| YOUR INSTRUCTIONS |
Extract the complete listing and output it unchanged.
** Begin INFORMATION GIVEN **
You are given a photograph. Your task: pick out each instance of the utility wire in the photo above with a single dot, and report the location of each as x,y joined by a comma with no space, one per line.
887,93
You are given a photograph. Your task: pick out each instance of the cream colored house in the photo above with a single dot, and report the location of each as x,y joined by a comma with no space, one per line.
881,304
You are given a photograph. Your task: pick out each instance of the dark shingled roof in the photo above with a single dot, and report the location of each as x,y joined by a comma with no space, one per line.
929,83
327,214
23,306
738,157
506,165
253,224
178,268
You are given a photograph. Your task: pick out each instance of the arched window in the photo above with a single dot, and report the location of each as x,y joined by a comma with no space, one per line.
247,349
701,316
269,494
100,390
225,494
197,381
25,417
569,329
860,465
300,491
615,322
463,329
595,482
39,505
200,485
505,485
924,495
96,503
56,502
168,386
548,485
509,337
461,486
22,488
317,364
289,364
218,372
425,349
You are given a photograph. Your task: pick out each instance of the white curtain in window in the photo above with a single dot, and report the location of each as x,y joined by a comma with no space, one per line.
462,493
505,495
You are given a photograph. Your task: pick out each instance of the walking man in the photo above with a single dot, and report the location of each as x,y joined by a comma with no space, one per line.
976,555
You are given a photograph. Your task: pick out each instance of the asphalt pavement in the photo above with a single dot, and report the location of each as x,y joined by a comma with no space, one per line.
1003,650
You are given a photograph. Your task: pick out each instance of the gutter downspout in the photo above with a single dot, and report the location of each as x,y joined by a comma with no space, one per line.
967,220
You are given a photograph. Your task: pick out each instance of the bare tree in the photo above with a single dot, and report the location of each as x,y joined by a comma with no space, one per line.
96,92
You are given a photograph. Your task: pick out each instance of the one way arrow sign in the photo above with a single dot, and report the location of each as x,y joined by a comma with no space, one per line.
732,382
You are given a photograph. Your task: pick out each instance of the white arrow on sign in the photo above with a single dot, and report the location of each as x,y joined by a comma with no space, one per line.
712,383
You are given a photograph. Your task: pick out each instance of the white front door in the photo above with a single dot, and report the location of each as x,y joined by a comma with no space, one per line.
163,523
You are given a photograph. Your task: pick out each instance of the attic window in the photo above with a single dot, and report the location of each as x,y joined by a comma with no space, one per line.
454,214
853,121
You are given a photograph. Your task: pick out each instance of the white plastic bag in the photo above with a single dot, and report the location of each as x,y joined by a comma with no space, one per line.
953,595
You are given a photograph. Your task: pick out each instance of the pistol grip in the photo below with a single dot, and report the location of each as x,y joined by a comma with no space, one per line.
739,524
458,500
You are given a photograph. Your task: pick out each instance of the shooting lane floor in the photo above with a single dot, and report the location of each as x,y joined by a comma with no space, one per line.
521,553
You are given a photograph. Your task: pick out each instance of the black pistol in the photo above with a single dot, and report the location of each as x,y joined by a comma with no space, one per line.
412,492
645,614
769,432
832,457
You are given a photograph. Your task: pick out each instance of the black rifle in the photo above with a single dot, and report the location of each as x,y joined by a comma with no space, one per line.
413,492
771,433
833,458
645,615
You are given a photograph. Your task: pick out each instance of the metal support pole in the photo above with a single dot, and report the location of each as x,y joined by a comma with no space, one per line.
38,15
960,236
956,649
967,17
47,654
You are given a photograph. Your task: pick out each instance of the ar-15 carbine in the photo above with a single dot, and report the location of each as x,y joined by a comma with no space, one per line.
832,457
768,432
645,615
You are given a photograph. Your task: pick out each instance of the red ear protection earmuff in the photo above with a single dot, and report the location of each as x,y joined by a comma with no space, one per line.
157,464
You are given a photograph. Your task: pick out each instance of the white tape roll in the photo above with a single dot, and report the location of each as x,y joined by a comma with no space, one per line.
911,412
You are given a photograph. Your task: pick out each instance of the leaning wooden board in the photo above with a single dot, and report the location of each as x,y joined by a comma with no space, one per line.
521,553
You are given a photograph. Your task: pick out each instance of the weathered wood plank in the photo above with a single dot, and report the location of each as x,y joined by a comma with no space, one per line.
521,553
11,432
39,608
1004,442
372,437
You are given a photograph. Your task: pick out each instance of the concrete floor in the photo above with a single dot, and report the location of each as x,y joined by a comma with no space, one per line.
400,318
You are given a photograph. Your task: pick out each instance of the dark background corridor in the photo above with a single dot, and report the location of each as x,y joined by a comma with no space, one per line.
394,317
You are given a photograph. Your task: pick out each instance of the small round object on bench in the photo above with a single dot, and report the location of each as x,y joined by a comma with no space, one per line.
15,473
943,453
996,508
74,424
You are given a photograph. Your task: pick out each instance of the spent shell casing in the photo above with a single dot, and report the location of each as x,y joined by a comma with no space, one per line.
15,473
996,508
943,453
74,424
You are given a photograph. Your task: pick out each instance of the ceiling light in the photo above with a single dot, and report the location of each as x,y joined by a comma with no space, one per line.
** End INFORMATION GIVEN **
| EXERCISE RESPONSE |
You are given a photograph. Your task: pick out each instance of the utility wire in the photo above with a single dot, and report the location of each as x,y joined by a comma with no space, one per line.
887,93
You are given a photograph. Your task: pick out each instance of the cream colored house in the photo above with a single dot, and report the location of each as x,y joined by a comma with no space, one per line.
881,304
You are given a photograph. Your task: pick out each instance of the dark shingled roof in the photo above with a single dot, and report the location of each as x,y joined by a comma with no space, one per line.
929,83
327,214
23,306
738,157
506,165
253,224
178,268
You are given a photograph. Your task: pick out each instance of the arched window in the photo above with a single dot, and report the location of each as x,y joined by a comma with no space, one per line.
247,349
701,316
269,494
100,390
225,494
197,381
25,417
569,329
860,465
300,491
615,322
463,329
595,482
39,505
200,485
505,485
924,495
96,503
56,502
168,386
548,485
509,337
461,486
22,488
317,364
289,364
218,372
425,349
You are given a photograph. Your task: pick out each instance of the white curtain in window in the photo above with a single dot, and report the location of each as x,y joined by a comma with no space, one per line.
462,493
505,495
You are given a photograph. Your task: pick out each instance of the walking man in the photo above with a single dot, and report the location of each as x,y joined by a comma with no space, one per line.
976,555
You are given a photograph. Your task: pick out each instance of the asphalt pavement in the photo above with a single dot, and report the location of each as x,y joined by a comma with no space, one per line.
1003,650
You are given a photograph. Your task: pick out each instance of the gutter downspout in the photo above with a single dot, and report the location of each as x,y joined by a comma with no space, one per line.
967,220
You are given a photograph. Your task: pick out each instance of the bare tree in the photo above with a single dot, and report the location of each as x,y joined by a comma with no space, one per line.
96,92
You are given a photograph. Your task: pick out each instance of the one way arrow sign in the photo above with a single dot, and report the location of each as x,y joined by a comma with no space, one per line.
732,382
You are given a photograph. Your task: pick out each instance of the white arrow on sign in the photo above with a single dot, and report the location of each as x,y joined by a comma with no space, one per line.
712,383
You are given a photograph. Your task: pick out each instance of the white front door in the photo above with a single dot, and report the location of each as x,y joined by a comma with no space, one per line.
163,523
You are given a photograph. Your task: pick out each instance of the attic window in the photo above with a single dot, and report the location of each as x,y joined by a comma with no space, one per line.
454,214
853,121
You are given a photograph. Your task: pick out each instance of the white plastic bag in the photo above with a single dot, and report the location of each as x,y joined by a comma with no space, one per line.
953,595
You are given a photograph. Your task: pick out each instance of the pistol grip in the photo below with a single dot, and report the location of each as x,y joined by a comma with no space, one per line.
739,524
458,500
You are given a photograph. Your task: pick out each instance of the shooting lane floor in the photo above with a single dot, and report the location of each as x,y joined by a comma with no space, one per line.
521,553
You are given a photograph. Your task: pick out each instance of the black pistol in the photo above with a single dot, and report the location of each as x,y joined by a comma with no space, one per line.
412,492
645,614
769,432
832,457
You are given a photograph. Your task: pick out each instance of the black rifle in the photo above with a single dot, and report the location of each as x,y joined by a comma with no space, one per line.
413,492
771,433
833,458
645,615
You are given a photograph. Your task: pick out each instance of the metal support pole in the photo above with a single dot, and report the location of each as x,y joined by a comma with no space, one per line.
38,15
960,236
956,649
967,17
47,654
You are given a photograph. Your task: pick out each instance of the ar-15 carbine in the photo above with a single dot, and report the location of each as x,y joined by a comma with no space, one per line.
832,457
768,432
645,615
You are given a photograph. Your task: pick out each instance of the red ear protection earmuff in the photo above with a single dot, and report the location of each as x,y joined by a comma with no space, one per line.
157,464
You are given a photograph. Your task: pick out each instance of the white tape roll in the photo above with a single dot, and report the location of each as x,y joined by a comma with no space, one per line.
911,412
You are given a photograph. Your task: pick out each instance of the leaning wooden board in the photo above with a single dot, and report the location of each as x,y joined by a comma with no space, one per line.
521,553
You are given a photograph. Your task: pick out each instance of the weathered wood plank in the photo above with a single dot, and report the location of each as x,y joined by a comma with no space, one per line.
521,553
11,432
39,608
1004,442
372,437
You are given a photograph. Your task: pick out each instance of the concrete floor in the photo above with a single dot, and report the location of each as x,y joined by a comma with no space, one per line.
400,318
You are given a photograph. Your task: pick out each instance of the dark background corridor in the photo above with a single dot, and report the location of each as x,y joined by a comma with no space, one per line.
394,317
You are given a photograph. Your task: pick out each instance of the small round object on bench in the photo above with a single dot, and report the location of each as x,y joined by a comma with no space, one per line.
15,473
943,453
996,508
74,424
You are given a photograph. Your task: pick out each instance of the spent shell casing in the photo above with a single dot, and report the location of each as x,y joined by a comma with no space, one per line.
15,473
996,508
943,453
74,424
You are given a photograph. Your task: pick out each instance of the ceiling light in the photo above with a single dot, and report the location of each as x,y joined by a comma with no space, one per line.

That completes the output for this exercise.